Extract all lines from the data beneath that include the word "orange".

**PROVIDED DATA:**
=====

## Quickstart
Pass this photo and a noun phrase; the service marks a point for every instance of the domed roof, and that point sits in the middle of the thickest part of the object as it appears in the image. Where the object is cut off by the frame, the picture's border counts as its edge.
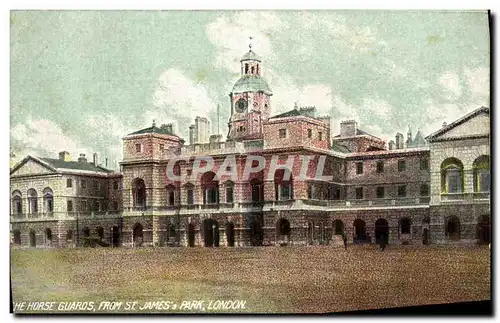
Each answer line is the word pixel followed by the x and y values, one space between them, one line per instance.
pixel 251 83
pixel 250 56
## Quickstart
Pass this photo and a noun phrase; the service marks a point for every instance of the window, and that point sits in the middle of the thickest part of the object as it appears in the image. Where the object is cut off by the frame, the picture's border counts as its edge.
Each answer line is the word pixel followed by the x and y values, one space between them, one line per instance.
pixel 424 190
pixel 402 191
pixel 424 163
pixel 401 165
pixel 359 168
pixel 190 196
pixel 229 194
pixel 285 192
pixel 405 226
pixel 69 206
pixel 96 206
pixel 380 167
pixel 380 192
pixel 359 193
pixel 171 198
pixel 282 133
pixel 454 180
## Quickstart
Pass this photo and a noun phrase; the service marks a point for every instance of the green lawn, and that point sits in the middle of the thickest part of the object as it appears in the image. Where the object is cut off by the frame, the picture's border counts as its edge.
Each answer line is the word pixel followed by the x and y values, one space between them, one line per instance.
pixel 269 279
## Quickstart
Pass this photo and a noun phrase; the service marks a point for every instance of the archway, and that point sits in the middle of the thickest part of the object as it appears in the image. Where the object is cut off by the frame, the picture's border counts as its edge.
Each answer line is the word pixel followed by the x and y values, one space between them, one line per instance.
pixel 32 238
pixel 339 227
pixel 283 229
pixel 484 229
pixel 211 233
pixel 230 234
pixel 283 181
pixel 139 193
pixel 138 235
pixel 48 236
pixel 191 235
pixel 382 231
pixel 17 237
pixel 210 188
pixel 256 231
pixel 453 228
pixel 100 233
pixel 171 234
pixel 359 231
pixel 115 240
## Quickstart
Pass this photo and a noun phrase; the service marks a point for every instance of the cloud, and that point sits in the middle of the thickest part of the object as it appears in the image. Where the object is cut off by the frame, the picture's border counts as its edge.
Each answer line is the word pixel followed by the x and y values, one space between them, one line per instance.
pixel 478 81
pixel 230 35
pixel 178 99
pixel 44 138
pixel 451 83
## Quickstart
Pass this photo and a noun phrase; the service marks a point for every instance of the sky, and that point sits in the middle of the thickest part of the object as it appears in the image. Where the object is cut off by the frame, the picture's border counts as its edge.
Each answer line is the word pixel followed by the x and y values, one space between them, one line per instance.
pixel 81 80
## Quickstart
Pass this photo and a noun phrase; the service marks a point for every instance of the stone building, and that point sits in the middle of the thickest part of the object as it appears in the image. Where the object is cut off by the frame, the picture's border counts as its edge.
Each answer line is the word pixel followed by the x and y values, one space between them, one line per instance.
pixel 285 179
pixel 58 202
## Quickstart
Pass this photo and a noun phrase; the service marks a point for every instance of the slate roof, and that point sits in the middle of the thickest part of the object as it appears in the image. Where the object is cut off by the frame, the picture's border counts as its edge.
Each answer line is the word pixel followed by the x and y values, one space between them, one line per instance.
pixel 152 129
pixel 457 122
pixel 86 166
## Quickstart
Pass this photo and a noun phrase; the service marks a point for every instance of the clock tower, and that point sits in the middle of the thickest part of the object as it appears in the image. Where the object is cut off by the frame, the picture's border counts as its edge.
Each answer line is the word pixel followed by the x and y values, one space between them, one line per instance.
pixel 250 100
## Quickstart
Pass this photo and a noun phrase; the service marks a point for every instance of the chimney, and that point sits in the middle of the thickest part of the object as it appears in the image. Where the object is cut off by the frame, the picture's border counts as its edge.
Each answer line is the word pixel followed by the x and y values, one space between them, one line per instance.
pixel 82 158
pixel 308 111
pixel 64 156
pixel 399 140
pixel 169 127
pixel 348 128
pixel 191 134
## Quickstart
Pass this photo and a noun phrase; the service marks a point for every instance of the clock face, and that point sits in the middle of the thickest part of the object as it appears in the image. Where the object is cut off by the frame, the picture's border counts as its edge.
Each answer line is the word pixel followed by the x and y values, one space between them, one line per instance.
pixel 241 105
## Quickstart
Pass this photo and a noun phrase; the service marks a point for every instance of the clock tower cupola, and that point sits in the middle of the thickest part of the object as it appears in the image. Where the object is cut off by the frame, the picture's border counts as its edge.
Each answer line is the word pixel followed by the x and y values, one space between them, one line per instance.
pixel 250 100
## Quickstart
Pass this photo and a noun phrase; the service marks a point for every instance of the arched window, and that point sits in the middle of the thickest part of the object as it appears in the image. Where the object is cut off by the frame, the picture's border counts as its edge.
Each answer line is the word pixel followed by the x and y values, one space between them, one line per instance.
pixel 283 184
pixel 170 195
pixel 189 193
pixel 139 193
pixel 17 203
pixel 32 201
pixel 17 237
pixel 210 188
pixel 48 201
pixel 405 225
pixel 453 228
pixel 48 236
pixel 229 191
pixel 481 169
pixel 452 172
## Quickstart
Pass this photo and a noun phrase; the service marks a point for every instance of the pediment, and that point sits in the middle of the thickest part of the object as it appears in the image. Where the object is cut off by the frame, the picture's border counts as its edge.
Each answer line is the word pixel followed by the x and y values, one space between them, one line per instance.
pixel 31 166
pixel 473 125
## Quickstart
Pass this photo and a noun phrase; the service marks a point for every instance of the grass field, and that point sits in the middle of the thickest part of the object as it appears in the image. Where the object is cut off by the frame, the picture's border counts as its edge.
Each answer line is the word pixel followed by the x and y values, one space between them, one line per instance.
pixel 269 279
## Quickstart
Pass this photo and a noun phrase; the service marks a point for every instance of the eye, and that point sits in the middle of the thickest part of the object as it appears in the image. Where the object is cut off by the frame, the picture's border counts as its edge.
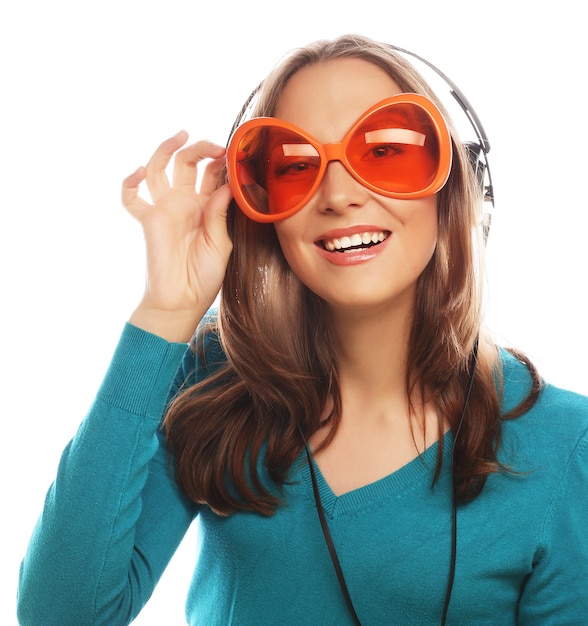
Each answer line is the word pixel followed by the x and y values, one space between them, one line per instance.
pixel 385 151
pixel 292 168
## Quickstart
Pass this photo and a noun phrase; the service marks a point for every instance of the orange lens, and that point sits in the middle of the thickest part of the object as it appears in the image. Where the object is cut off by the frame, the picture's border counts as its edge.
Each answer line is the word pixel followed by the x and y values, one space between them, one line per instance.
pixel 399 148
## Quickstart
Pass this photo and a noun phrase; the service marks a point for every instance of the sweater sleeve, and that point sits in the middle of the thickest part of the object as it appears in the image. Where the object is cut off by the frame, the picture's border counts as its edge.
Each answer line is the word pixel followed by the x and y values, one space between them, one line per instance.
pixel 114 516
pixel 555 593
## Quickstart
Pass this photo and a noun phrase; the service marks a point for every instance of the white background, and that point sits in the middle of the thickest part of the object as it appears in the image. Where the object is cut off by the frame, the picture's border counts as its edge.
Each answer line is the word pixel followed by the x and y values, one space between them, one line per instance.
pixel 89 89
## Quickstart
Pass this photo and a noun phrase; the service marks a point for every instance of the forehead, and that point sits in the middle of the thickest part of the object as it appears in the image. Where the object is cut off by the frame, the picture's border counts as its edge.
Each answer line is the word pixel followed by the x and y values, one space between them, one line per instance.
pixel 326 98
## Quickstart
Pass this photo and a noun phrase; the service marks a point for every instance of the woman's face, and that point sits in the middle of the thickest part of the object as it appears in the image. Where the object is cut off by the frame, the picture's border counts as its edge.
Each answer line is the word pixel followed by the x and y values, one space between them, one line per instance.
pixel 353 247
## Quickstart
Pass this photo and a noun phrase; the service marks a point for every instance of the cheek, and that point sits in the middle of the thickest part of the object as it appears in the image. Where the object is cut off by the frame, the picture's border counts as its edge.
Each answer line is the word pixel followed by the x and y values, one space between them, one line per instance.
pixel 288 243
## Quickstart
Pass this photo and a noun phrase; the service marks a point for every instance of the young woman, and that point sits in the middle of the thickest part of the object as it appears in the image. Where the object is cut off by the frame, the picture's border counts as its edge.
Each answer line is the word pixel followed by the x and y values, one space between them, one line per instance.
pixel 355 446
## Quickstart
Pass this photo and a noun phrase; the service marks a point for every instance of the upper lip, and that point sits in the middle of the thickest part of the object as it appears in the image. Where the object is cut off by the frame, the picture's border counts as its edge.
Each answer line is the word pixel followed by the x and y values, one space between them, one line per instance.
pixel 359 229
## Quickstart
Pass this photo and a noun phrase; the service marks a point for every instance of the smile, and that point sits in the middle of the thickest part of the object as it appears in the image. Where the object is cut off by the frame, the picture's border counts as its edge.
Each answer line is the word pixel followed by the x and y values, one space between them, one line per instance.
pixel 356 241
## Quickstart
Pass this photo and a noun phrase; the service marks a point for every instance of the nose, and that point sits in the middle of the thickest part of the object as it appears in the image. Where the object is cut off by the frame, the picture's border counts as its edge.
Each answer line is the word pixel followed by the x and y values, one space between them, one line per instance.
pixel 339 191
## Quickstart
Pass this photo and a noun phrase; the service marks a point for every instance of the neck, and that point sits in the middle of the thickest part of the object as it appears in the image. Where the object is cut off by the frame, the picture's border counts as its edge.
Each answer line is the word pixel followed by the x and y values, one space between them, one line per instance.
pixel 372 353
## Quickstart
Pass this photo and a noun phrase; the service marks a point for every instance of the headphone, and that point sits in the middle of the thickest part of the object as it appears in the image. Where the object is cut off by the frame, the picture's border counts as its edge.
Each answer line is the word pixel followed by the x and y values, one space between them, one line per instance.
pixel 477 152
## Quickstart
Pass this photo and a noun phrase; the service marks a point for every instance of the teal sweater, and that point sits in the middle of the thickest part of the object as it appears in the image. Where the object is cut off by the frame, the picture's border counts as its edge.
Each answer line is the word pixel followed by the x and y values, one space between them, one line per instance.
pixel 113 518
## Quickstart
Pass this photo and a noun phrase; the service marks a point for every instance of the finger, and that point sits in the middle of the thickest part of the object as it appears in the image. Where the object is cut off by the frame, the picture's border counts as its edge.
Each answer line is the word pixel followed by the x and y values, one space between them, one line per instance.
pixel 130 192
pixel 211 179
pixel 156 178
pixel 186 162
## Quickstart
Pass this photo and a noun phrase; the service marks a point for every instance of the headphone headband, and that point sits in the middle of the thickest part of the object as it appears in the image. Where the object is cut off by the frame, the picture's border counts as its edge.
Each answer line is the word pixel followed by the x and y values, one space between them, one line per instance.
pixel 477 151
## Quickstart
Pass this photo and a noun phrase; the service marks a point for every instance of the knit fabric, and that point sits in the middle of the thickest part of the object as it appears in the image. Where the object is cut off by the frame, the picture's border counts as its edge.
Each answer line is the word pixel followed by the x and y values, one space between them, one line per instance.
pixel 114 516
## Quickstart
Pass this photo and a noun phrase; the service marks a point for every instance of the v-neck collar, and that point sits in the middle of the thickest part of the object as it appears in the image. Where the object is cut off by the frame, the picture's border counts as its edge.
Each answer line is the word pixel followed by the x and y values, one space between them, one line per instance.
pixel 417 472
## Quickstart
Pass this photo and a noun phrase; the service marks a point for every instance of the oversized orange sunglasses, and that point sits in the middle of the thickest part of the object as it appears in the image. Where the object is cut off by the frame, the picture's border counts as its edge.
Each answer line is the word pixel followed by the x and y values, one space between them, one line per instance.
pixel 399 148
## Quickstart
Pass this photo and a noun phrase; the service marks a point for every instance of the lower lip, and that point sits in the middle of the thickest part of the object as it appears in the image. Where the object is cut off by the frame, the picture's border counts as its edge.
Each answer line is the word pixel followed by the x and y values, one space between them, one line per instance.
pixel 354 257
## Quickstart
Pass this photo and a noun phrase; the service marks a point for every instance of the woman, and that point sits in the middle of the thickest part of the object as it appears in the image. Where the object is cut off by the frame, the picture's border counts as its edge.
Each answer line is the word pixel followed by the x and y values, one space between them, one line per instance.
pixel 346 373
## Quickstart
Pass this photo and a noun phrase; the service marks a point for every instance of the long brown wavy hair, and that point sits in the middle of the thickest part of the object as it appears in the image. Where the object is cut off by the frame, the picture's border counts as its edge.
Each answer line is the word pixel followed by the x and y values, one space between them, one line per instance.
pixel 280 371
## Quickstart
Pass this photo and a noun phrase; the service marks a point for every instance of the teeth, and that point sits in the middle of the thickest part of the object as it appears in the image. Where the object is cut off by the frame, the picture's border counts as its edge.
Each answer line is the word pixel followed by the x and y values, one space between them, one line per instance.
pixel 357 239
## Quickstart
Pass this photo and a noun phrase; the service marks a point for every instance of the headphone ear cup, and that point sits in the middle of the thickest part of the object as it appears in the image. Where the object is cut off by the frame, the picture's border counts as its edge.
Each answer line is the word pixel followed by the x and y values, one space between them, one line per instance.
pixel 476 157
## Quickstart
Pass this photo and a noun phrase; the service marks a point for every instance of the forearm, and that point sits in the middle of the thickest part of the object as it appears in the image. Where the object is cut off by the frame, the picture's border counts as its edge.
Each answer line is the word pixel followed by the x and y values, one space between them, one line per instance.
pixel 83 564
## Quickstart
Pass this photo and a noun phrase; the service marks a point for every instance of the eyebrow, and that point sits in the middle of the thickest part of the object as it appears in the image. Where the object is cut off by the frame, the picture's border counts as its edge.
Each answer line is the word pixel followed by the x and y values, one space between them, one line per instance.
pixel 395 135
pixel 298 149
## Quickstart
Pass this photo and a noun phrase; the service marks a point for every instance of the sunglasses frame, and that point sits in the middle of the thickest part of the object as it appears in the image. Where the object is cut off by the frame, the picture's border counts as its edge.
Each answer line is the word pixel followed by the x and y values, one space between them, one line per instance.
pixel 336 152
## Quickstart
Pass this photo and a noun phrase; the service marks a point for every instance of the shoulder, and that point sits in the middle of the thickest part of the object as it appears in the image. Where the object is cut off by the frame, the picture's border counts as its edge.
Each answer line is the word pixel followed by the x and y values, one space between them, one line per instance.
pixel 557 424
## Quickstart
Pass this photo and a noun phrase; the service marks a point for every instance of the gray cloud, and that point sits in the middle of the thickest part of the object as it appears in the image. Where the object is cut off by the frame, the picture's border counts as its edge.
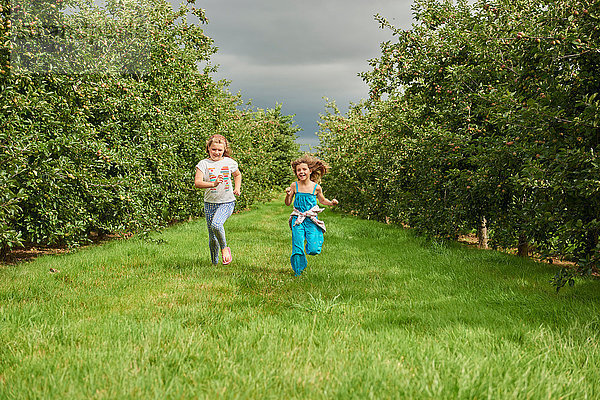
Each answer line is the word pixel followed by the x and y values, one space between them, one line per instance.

=====

**THE COMPLETED TASK:**
Pass this photo and a noun phrase; the service marks a point for every instance of the orange lens, and that point sits in the middle of the thickest part of the object as it appears in the image. Where the object is cut off by the frame, the picture's border counts as its edge.
Pass this photo and a noun phrase; the service marks a point for every instance of the oversized orange sunglasses, and that point sits in the middle of the thickest part of the object as it appears in the image. Where the object is cut off by the frame, the picture's border counts as its edge.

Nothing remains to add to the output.